* FRAGMENTO DEL TEXTO

La versión de Nolan, en cambio, es ante todo un ejercicio de perspectiva humana. Presentada en colores (la explosión en sí en cálidos tonos de rojo, anaranjado y amarillo) y en su punto álgido desprovista de sonido, la secuencia representa lo que pudieron ver (y de hecho vieron, protegidos con gafas de soldador) los implicados en el experimento; curiosamente, sin embargo, la película no abandona del todo la perspectiva «subatómica», o la visión de lo invisible, ya que en su secuencia de créditos (y aquí y allá a lo largo de la película, en particular en conexión a lo que se nos presenta como los sueños o pesadillas de Oppenheimer) se nos ofrece una sugerencia de fuerzas nucleares en acción presentadas con esa figuración al borde de lo abstracto que ya quedó señalada en cuanto a la versión de David Lynch.

* INSTRUCCIONES
[1] Reproduce el fragmento sobre la película de Nolan entre "La versión de Nolan, en" y "de David Lynch.", ambos incluidos.
[2] Retoma el fragmento sobre la película de Nolan y continúalo desde su última oración.
El material no interviene en estas consignas.

* MATERIAL PRESENTADO

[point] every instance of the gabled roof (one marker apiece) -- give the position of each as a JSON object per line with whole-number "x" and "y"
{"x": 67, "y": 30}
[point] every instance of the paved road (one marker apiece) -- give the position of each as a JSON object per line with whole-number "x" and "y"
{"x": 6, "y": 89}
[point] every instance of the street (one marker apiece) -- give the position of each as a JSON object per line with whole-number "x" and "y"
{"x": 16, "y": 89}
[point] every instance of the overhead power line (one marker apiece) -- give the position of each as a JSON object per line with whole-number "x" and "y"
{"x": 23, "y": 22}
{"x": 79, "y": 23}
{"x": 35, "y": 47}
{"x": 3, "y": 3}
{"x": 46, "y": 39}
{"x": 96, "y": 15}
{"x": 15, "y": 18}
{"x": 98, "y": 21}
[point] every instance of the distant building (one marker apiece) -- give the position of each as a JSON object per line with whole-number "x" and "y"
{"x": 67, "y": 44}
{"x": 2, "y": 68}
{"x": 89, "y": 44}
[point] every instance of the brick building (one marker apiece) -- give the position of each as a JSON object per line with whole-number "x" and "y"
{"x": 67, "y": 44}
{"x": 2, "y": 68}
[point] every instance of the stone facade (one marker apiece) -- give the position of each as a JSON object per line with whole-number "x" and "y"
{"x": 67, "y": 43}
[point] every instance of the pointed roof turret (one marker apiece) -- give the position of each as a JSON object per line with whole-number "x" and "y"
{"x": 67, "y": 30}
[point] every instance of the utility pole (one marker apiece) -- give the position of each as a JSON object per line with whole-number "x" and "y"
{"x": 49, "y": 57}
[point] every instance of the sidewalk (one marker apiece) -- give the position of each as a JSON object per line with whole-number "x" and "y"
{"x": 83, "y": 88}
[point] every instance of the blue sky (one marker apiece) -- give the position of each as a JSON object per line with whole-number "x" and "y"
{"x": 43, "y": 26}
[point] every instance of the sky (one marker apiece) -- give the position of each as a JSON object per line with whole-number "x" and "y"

* RESULTADOS POR TAREA
[1]
La versión de Nolan, en cambio, es ante todo un ejercicio de perspectiva humana. Presentada en colores (la explosión en sí en cálidos tonos de rojo, anaranjado y amarillo) y en su punto álgido desprovista de sonido, la secuencia representa lo que pudieron ver (y de hecho vieron, protegidos con gafas de soldador) los implicados en el experimento; curiosamente, sin embargo, la película no abandona del todo la perspectiva «subatómica», o la visión de lo invisible, ya que en su secuencia de créditos (y aquí y allá a lo largo de la película, en particular en conexión a lo que se nos presenta como los sueños o pesadillas de Oppenheimer) se nos ofrece una sugerencia de fuerzas nucleares en acción presentadas con esa figuración al borde de lo abstracto que ya quedó señalada en cuanto a la versión de David Lynch.

[2]
En cualquier caso, ese mundo subatómico o subnuclear implícito también es presentado por Nolan en conexión con la vida a escala humana, en tanto la película se nos ofrece, primero, desde una opción de lectura por la que Oppenheimer –«atormentado por visiones de un mundo subatómico»– opera en conexión a la figura mitológica de Prometeo (el físico habría ofrecido el «fuego nuclear» a los seres humanos del mismo modo que el titán sacó a la humanidad de la noche y la barbarie: la tecnología, en definitiva, como instancia ya presente en la historia profunda de la humanidad y agente o co-agente del salto hacia lo humano, en una la noción del artefacto como vector de humaniazción y de lo humano como proyecto a futuro o pauta de supervivencia y optimización en las condiciones de la vida, el llamado «prometeísmo») y, a la vez, a la también mitológica caja de Pandora, por la cual ciertos «males» son liberados sobre la especie humana. Esos males, en definitiva, resuenan con las entidades anómalas de Twin Peaks, aunque en Oppenheimer el énfasis en lo «real» atrae nuestras opciones de lectura hasta convertir a la «historia» en el eje: lo que Oppenheimer articula una y otra vez, en definitiva, es el despliegue de consecuencias de la detonación de la prueba Trinity y las bombas sobre Japón: esos «males» liberados cambian al mundo para siempre, como si se tratara de otra imagen, más política, más «humana», del ya mencionado Antropoceno.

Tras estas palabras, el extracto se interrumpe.